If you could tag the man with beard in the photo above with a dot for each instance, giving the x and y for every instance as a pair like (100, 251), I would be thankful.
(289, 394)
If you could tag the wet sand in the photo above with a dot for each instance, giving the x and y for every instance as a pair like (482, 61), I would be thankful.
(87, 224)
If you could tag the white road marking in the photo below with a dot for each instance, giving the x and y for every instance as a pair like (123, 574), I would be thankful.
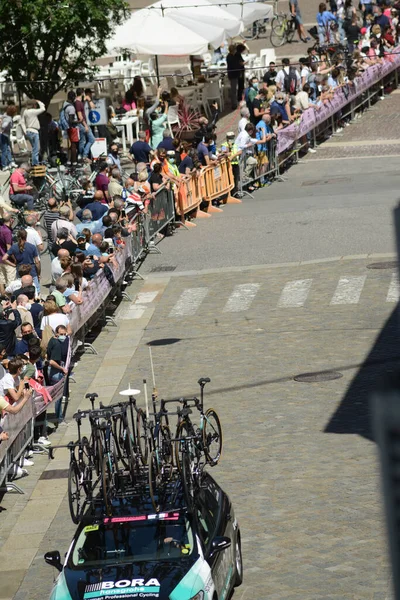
(145, 297)
(348, 290)
(189, 301)
(394, 289)
(295, 293)
(133, 312)
(241, 297)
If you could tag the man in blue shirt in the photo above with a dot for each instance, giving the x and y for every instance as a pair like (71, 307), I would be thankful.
(96, 207)
(264, 130)
(280, 106)
(380, 18)
(203, 151)
(140, 150)
(167, 142)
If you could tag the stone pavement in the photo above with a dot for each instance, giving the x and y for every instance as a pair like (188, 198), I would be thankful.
(307, 498)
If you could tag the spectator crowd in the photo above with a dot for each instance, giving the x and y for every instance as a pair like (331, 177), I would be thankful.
(85, 239)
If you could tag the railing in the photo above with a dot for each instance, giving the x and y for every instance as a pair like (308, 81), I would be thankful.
(195, 197)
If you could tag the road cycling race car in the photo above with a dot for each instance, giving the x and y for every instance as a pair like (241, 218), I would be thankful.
(175, 555)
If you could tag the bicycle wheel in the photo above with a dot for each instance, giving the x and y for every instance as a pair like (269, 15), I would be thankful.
(141, 431)
(278, 31)
(74, 493)
(251, 31)
(166, 445)
(182, 431)
(43, 234)
(154, 481)
(106, 485)
(212, 437)
(187, 479)
(290, 31)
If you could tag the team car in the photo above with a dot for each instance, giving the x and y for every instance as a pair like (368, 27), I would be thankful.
(135, 553)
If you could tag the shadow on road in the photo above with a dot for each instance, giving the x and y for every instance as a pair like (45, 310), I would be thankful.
(353, 414)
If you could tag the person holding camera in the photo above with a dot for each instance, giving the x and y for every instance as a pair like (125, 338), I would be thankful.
(31, 125)
(73, 130)
(8, 326)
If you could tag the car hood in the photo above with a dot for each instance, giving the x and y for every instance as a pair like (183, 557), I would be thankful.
(151, 580)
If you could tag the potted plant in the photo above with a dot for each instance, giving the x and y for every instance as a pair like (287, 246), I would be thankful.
(188, 122)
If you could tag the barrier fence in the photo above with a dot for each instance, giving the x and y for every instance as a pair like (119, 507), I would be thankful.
(193, 197)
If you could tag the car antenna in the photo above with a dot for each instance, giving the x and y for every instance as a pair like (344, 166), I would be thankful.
(146, 398)
(152, 374)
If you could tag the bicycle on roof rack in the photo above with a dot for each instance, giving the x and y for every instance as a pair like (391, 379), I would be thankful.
(130, 453)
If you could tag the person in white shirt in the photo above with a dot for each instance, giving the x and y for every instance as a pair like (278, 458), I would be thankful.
(63, 223)
(246, 141)
(305, 71)
(11, 384)
(56, 268)
(284, 76)
(32, 126)
(245, 116)
(23, 281)
(23, 307)
(54, 318)
(33, 236)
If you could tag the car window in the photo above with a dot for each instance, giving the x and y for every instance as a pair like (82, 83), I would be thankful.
(207, 516)
(124, 540)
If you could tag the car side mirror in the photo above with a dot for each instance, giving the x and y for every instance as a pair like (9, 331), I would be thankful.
(220, 543)
(53, 558)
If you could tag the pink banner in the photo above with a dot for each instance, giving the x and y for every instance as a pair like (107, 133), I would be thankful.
(313, 116)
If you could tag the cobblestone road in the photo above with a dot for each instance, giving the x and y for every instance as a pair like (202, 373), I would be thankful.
(307, 498)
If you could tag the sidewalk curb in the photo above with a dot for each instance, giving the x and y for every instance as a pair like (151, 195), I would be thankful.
(154, 276)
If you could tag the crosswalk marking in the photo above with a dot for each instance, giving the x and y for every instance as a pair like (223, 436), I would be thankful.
(145, 297)
(188, 302)
(241, 297)
(348, 290)
(394, 289)
(295, 293)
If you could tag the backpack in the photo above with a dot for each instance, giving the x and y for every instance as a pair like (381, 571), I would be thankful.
(290, 81)
(64, 119)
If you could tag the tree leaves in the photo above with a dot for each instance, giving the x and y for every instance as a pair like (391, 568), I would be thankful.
(50, 44)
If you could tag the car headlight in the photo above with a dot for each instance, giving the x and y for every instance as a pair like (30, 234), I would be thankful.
(198, 596)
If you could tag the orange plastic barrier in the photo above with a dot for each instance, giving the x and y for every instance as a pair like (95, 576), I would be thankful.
(217, 182)
(214, 181)
(189, 196)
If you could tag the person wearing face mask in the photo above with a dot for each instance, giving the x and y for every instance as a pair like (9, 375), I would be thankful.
(57, 354)
(23, 307)
(281, 107)
(250, 93)
(115, 186)
(171, 159)
(113, 159)
(27, 333)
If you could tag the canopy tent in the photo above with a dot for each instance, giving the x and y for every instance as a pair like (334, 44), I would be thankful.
(247, 12)
(191, 13)
(148, 32)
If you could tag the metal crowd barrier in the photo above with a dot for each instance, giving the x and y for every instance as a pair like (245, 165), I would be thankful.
(313, 123)
(20, 430)
(101, 289)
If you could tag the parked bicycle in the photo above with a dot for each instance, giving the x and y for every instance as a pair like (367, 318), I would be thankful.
(283, 28)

##############################

### WORK TO BE COMPLETED:
Transcribe every entry exactly. Leave out the pictures.

### WORKED SOLUTION:
If you could tag the man with beard in the photo above with a dot for each instance, giving the x and y for every instance as a pair like (100, 251), I would be thankful.
(289, 394)
If you could tag the wet sand in the photo above with a dot for each instance, giving the x and y for every instance as a pair like (482, 61), I would be thankful.
(87, 224)
If you could tag the white road marking in the photo below with a dot for each instance, giving the x and y for every instance as a pair like (123, 574), I would be thankful.
(145, 297)
(348, 290)
(189, 301)
(394, 289)
(295, 293)
(133, 312)
(241, 297)
If you could tag the man in blue shirt in the photo above with a dot for each instance, giving the x and y for every instance as a pair like (71, 307), I would be thankful.
(96, 207)
(264, 130)
(280, 106)
(380, 18)
(203, 151)
(140, 150)
(167, 142)
If you could tag the stone pavement in the photo above with a dot for each instance, giving the x and y for every instance as a pair like (188, 198), I would be thankful.
(307, 498)
If you could tag the spectator crowd in the photo above with a dot for each instance, giving the x and y for every instance as a pair like (331, 177), I would be thankful.
(85, 239)
If you could tag the railing in the photo above with a dot for each instance, giving the x and y for every instance as a pair like (308, 81), I would be thankful.
(195, 197)
If you could tag the road cycling race car in the photo above with a dot for each instance, giving the x and y for every instance as a pair like (241, 218), I would be thankful.
(175, 555)
If you could tag the bicycle wheel in the photo above with a dot for each instance, giving the x and y for every instance as a pair like (269, 15), I would be thankful.
(141, 431)
(278, 31)
(74, 493)
(251, 31)
(166, 445)
(182, 431)
(43, 234)
(154, 481)
(106, 485)
(212, 437)
(187, 479)
(290, 31)
If you could tag the team car in the photo above with a dot for each instance, giving the x and y for every instance as a pair like (368, 27), I would be thankful.
(135, 553)
If you could tag the shadow on road in the photo above with a dot for each instance, giving the x and y for every instance as a pair like (45, 310), I would be thankful.
(353, 414)
If you could tag the person holding camera in the photo above with a dot for each instance, giving the x and y for every instance as a pair like (125, 338), I would be thankful.
(31, 125)
(73, 130)
(8, 326)
If you could tag the car hood in the photo above with a dot for each instance, giving the x and y for every instance as a pair like (183, 557), I would be thankful.
(151, 580)
If you could tag the potted plant in the photo above with a dot for each instance, giving the x and y for every instance as a pair like (287, 246), I would be thankful.
(188, 122)
If you could tag the barrier fence in the photo above with a dot for each instance, giving the x and y for every instance as a pair like (119, 507), I would be thankful.
(193, 197)
If you could tag the car antenna in the photo above with a dot for each instance, giving the x and y for every instance as a pair like (344, 166), I would be thankful.
(146, 398)
(152, 374)
If you could tag the bicycle on roof rack in the photo above with a dot for each instance, giving the x and y for every instance as a pair like (391, 379), I would be thankful.
(130, 453)
If you could tag the person in white shirt in the photo above with a dot for each instance, giving the x and y for every instance as a pair like (278, 458), I would be thankful.
(63, 223)
(246, 141)
(305, 71)
(11, 384)
(56, 268)
(284, 76)
(32, 126)
(245, 116)
(23, 281)
(23, 307)
(54, 318)
(33, 236)
If you could tag the car window in the photo above with a dot for each instance, giving the x and y for every instance as a pair like (82, 83), I would be thankful.
(207, 516)
(124, 540)
If you could tag the car side mirror in the photo above with a dot for each instance, giving the x and y for every instance as a pair like (9, 331), I would be thankful.
(220, 543)
(53, 558)
If you could tag the pink banner in the photo above with a dot for each instance, giving the x and y for every instance as a pair like (107, 133), I would be thankful.
(313, 116)
If you could tag the cobblestone road in the photo above with a dot for each instance, giving the x and y for every instance as a pair like (202, 373), I would be thankful.
(307, 498)
If you could tag the sidewalk curb in the photo above with a dot for each instance, giving the x and y for every instance as a pair like (151, 195), I would be thankful.
(154, 276)
If you could tag the crosswalk marking in the photo above with a dot for each instance, giving the x and y for every instance as a pair like (223, 436), I would be thankful.
(145, 297)
(188, 302)
(241, 297)
(348, 290)
(394, 289)
(295, 293)
If you could tag the backpack in the photo above with a dot for each instance, giving the x and y for every instance as a pair like (381, 571), I would be thankful.
(290, 81)
(64, 119)
If you could tag the tree leaves in the photo above with a dot for each instance, giving the x and y for every instance as a pair like (391, 568), I would be thankful.
(50, 44)
If you could tag the car headlight in the photo above with a dot for each instance, giving the x and y for every instance as a pair like (30, 234), I would be thankful.
(198, 596)
If you could tag the orange plastic barrier in the photo above with a dot for each instance, giving the x and y for every instance as a pair like (95, 576), I would be thankful.
(217, 182)
(214, 181)
(189, 196)
If you could tag the person wearing face mask in the photo above with a dot for each instance, giving the x and y for every instance as a pair like (9, 375), I would be thankful.
(57, 354)
(23, 307)
(281, 107)
(250, 93)
(115, 186)
(171, 159)
(113, 159)
(27, 333)
If you could tag the canopy tent in the photo above with a dot for each instance, giving the x and y for every instance as a pair like (334, 44), I would be thankful.
(247, 12)
(191, 13)
(148, 32)
If you could tag the metal crowd barrier in the photo above with a dot for each instance, giving the x and y for every instance as a pair like (245, 165), I would be thankful.
(313, 123)
(20, 430)
(101, 289)
If you could tag the parked bicycle in the photo above with a dot for each instance, giving the x and y for every instance as a pair like (367, 318), I would be thankful.
(283, 28)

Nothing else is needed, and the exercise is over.